(Extracted information Opens)
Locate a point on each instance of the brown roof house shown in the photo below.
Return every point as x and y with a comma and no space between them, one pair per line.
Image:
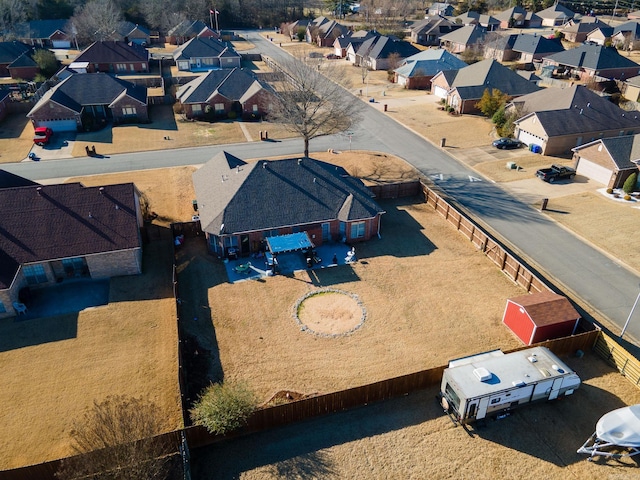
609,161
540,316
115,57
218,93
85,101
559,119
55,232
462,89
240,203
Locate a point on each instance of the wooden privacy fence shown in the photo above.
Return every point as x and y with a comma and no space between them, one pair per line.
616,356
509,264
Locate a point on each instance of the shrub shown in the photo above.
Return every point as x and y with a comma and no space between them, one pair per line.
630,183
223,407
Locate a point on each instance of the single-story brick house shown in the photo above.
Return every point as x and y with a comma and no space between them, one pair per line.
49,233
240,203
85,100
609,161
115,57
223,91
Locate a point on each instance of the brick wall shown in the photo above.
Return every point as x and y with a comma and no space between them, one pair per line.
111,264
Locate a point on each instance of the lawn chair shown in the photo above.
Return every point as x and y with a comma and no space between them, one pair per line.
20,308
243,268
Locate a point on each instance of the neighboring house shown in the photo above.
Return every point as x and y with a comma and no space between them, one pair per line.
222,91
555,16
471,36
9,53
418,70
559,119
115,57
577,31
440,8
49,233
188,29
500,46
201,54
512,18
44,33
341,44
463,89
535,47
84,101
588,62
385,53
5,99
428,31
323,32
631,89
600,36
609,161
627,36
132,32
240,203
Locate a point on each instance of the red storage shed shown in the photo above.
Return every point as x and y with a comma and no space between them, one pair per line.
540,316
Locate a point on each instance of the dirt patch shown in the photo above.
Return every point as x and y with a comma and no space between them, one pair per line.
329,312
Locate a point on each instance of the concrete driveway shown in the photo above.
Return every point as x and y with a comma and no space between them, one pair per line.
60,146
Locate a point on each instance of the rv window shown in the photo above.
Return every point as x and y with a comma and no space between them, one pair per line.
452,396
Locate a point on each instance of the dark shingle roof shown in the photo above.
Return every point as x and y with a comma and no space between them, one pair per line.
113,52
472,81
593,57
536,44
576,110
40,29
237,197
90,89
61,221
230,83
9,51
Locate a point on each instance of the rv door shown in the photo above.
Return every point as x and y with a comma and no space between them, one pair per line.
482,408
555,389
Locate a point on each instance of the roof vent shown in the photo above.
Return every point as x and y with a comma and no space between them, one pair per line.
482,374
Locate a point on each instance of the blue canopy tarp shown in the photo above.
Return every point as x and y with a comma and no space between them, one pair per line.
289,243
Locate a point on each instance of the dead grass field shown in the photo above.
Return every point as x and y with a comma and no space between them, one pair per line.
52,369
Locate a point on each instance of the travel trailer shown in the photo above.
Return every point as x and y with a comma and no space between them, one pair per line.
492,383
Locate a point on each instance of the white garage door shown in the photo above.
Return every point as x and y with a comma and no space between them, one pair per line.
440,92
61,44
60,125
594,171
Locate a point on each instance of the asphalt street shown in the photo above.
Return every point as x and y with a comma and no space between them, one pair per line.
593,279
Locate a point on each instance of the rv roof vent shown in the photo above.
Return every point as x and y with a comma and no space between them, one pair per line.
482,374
(Extracted information Closes)
Give the lines again exactly, starting where the entries begin and stopping once the line with "Locate a point on each instance of the neighboring" is included; pictures are not copied.

Locate a point on each instance of the brown roof house shown in the photo below.
Return every point as x and y with a comma and no space between them, one pair per line.
Image:
609,161
540,316
115,57
218,93
85,101
559,119
55,232
462,89
240,203
Locate a point on each instance of the wooden privacy fence shown in the photo above.
Return every point as x and y with a comma and no space between them, one pair per line.
616,356
509,264
Locate a point on each instance of the shrub shown in the photo above.
Return every point as x and y with a comma and no space between them, one pair per line.
630,183
223,407
Locate a point on each instance of the single-story brick house shown in the photo above.
Return every point as x and y with a comma and no space between them, one pair per line.
49,233
240,203
85,100
609,161
115,57
223,91
Locate a point on each instance of the brick wall shown in the photo above.
Return every point as x and y with a comma and no space between them, one pair per line.
111,264
Locate a point on each instance of the lawn chair shown in the photo above.
Return every point as x and y with a comma and no space between them, one pair per line.
20,308
243,268
Locate a point on each instance of the neighboring house shown in the photo above.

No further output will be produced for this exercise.